[Entries taken from a collection]
## START

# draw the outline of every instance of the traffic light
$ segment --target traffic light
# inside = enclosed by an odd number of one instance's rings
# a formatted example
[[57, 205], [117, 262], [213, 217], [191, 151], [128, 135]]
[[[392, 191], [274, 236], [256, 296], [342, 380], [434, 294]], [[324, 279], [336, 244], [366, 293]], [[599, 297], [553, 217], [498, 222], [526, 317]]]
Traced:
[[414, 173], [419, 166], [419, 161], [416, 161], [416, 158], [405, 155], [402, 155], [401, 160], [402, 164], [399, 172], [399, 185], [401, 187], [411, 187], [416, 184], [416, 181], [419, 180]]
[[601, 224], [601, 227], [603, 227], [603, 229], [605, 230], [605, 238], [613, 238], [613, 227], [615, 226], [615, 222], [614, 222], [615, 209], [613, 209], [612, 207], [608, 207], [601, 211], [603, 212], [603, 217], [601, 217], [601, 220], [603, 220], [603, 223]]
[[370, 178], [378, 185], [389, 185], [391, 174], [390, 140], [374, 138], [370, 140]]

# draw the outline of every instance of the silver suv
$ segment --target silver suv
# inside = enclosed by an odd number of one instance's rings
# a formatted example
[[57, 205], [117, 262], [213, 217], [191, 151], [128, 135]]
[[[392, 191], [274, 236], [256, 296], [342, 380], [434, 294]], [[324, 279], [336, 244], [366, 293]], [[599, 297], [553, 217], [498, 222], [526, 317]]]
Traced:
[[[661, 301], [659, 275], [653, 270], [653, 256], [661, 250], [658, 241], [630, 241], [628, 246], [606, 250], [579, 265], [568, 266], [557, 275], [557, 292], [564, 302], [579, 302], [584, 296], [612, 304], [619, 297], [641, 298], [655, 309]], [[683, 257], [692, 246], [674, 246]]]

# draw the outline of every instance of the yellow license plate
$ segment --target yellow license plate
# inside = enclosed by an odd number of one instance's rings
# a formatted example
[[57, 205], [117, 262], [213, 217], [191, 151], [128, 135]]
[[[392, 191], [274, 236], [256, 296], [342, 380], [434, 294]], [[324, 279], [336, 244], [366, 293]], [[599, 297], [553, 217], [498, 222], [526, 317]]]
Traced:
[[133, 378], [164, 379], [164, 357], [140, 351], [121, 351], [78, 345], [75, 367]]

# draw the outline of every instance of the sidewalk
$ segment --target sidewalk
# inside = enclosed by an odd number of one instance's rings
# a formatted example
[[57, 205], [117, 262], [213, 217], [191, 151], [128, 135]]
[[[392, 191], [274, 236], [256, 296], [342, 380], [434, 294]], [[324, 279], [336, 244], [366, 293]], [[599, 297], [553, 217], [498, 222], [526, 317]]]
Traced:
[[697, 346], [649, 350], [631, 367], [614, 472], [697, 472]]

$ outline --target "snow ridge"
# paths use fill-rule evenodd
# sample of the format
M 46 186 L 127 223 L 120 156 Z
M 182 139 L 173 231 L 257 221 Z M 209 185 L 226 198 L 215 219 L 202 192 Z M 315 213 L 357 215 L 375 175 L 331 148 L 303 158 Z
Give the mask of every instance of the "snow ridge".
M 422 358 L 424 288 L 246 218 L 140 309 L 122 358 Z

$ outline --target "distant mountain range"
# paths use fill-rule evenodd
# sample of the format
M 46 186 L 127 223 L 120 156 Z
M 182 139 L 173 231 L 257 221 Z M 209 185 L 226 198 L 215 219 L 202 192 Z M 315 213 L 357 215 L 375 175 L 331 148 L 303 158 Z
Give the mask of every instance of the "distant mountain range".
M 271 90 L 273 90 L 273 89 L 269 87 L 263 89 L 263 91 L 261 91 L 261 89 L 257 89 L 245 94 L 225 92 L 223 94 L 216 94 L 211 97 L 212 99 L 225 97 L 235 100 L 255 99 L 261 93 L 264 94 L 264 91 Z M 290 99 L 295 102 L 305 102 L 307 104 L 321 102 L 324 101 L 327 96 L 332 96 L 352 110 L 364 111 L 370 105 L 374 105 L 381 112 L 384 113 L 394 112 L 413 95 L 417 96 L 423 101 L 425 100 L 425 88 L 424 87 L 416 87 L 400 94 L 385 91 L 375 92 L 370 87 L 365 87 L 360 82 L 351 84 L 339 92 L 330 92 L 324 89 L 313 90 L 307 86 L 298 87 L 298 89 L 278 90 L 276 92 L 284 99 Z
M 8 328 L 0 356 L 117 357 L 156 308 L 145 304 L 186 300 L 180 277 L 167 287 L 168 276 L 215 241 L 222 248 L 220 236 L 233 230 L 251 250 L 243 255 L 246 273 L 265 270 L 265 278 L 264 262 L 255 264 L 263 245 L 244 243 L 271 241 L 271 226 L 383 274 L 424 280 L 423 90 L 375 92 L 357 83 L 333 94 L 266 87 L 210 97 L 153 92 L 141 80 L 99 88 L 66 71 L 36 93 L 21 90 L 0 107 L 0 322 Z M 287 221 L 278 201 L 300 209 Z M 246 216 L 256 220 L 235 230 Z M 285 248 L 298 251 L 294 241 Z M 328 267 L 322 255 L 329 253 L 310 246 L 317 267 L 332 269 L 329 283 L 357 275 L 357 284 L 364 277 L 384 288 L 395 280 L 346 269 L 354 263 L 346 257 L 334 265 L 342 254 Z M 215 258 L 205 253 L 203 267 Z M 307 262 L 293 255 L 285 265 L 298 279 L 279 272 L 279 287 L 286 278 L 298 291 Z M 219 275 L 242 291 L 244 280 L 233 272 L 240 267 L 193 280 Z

## END

*To do*: Reproduce all the rows from the line containing "# draw the outline of every instance of the silver" down to the line containing "246], [674, 246]]]", keeping the requests and their format samples unchanged. In the answers only, multiply every polygon coordinate by 0.55 and round it to a whole number, with halves rounded up.

*Correct output*:
# draw the outline of every instance of the silver suv
$ segment --target silver suv
# inside = enclosed by an odd number of one instance's rings
# a formatted example
[[57, 205], [117, 262], [213, 217], [191, 151], [128, 135]]
[[[392, 191], [274, 236], [256, 296], [342, 380], [434, 294]], [[324, 279], [336, 244], [366, 293]], [[599, 297], [553, 217], [498, 222], [526, 317]]]
Traced:
[[[364, 166], [362, 151], [359, 149], [359, 141], [364, 138], [362, 133], [347, 133], [345, 135], [333, 138], [318, 146], [312, 146], [306, 151], [306, 161], [310, 166], [318, 166], [321, 163], [337, 167], [340, 163], [353, 164], [360, 170]], [[376, 141], [381, 135], [371, 135]]]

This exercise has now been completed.